:: TEXT BLOCK

How to Beat Your Brain

No, I don’t mean you should attempt to pulverize the gray thinking sponge that lives in your skull.

I’m talking about figuring out how to override your brain’s unsavory impulses and how to keep yourself safe, sane, and, in my case, sober. Here’s the thing about your brain: it can and will lie to you sometimes. Especially if you have anxiety, depression, or any mental illness, really. When you feel like you’re going to burst out of your skin — whether you’re having a manic episode, an anxiety attack, a PTSD trigger, or any other number of things, it’s helpful to have some exercises you can do to keep yourself from spiraling.

It gets very loud inside my head sometimes. If a normal person’s volume goes up to 10, mine goes up to 15. And once I pass that 10 level, it gets extremely hard to hear anything except the overbearing emotion that has currently taken up residence in my brain. That’s why it’s important for me to actively listen to my body so I can try to stop myself before I get to that point. The Toolkit of Mindfulness comes in handy in this way. But you must be willing to examine your feelings and thoughts, not push them away or drown them out. It’s going to feel weird, awkward, and probably uncomfortable at first. But trust me when I say that it’s better than the alternative, and the more you practice, the better you’ll get at identifying what I call your Spiral Moments.

::::
:: RECORDED DATA

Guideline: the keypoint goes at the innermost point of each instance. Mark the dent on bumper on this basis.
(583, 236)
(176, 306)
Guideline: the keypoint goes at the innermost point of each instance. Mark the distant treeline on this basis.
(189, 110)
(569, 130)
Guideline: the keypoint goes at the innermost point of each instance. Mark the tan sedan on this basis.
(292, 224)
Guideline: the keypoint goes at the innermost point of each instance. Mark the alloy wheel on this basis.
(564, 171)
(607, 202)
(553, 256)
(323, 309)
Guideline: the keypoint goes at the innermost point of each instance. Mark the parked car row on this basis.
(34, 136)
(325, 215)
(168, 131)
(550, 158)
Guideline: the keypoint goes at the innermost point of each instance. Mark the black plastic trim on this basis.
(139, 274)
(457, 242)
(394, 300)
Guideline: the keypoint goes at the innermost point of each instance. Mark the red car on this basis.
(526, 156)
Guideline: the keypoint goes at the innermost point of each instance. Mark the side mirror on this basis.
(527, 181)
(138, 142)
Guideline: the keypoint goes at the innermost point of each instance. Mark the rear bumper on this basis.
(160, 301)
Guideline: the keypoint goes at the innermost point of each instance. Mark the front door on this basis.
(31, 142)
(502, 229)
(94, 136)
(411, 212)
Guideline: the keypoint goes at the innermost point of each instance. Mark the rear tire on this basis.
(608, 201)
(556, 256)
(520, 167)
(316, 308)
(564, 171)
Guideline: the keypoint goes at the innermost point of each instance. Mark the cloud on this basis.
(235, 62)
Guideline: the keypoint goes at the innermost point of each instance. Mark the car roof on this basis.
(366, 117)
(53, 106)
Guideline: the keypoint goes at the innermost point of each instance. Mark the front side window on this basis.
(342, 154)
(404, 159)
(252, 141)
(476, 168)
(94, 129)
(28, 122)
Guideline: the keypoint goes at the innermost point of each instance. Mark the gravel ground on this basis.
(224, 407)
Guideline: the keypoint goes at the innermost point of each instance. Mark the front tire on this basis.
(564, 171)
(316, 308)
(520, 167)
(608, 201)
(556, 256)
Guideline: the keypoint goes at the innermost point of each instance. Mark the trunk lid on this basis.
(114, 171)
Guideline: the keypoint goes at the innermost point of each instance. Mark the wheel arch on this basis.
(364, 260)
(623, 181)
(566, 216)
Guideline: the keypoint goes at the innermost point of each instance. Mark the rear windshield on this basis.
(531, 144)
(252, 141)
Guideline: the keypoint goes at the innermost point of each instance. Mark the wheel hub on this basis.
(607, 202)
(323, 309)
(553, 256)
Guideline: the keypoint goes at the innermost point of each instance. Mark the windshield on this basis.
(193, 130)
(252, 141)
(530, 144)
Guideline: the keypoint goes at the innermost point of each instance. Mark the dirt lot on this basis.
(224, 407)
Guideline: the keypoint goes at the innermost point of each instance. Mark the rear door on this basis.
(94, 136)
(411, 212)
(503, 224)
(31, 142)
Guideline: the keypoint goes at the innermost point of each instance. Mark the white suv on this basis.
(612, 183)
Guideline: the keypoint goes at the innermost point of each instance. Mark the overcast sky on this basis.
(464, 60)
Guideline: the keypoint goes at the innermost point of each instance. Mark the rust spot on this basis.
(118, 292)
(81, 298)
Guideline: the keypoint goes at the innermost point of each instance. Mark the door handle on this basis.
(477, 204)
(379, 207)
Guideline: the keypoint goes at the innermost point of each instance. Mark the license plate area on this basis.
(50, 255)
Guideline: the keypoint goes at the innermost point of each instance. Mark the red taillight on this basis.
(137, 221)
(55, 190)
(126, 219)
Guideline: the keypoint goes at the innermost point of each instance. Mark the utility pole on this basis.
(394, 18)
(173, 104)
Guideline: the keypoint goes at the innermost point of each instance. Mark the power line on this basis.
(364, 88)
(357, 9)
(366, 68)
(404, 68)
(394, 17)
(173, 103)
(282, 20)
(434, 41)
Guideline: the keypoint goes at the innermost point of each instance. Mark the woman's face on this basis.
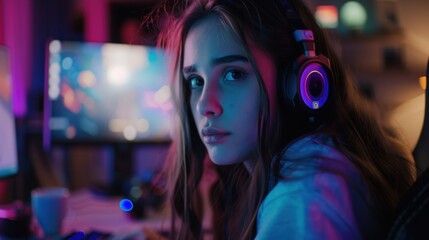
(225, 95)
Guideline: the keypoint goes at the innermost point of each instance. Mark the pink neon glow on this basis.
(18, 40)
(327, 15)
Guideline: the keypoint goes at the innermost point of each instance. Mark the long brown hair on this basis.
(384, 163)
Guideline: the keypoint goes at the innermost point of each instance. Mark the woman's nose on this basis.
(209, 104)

::::

INSTRUCTIONS:
a - In the essay on beating your brain, how high does the writer's inner volume go if a normal person's goes up to 10?
b - The essay on beating your brain gives examples of times when you might feel like you're going to burst out of your skin. List every example it names.
c - Write the next part of the essay on beating your brain, continuing after its last sentence.

WRITTEN ANSWERS:
a - It goes up to 15.

b - a manic episode, an anxiety attack, a PTSD trigger

c -
I think of the following as a Toolkit of Mindfulness. A box that I can keep tactics and therapeutic tools inside of that will help me when my brain is running amok and telling me to hurt myself, or drink, or jump off the balcony. Since they are helpful for someone with mental disorders out the wazoo like me, I think they could be useful to you too. Even if you’re just looking for ways to manage your stress, my toolkit can help. At the very least it’s not gonna hurt you. I promise.

So without further ado, here’s what I keep in my Toolkit of Mindfulness: (Now just a disclaimer: Not every single one of these will work for you. And some of them will work some times, while other times they are rendered useless. It’s about finding what works best for you and tweaking them. So don’t take this as a gospel — think of it as a loose guidebook you can use as a jumping off point to assemble your own Toolkit of Mindfulness.)

ABCs

  • This a helpful practice that is simple and can be done anywhere. When you feel yourself start to rev up, pick a topic (it can be anything from cars, to animals, to books, to sketchy stores only found in middle American malls) and list something for each letter. For example: “A is for apple, B is for banana, C is for cantaloupe, etc.”. This is good because it will distract you, and you’ll find yourself getting stuck on certain letters and having to focus and think harder in order to find a match, which will distract you from the cacophony in your brain.
    • Another way to use the ABC trick in a different way: Recite the ABCs backward, slowly. This way of thinking diverts your attention and makes it tougher to focus on the thing that is causing you anxiety.

Five Senses

  • This activity can also be done anywhere. When you feel yourself beginning to freak out, mentally categorize what you are physically experiencing. Make a list (you can do this on paper, on your phone, or just in your head) of the following: what you’re smelling, what you’re hearing, what you’re seeing, what you can feel under your fingers, and what you can taste. This will help you make neutral observations about what you are experiencing and keep you calm.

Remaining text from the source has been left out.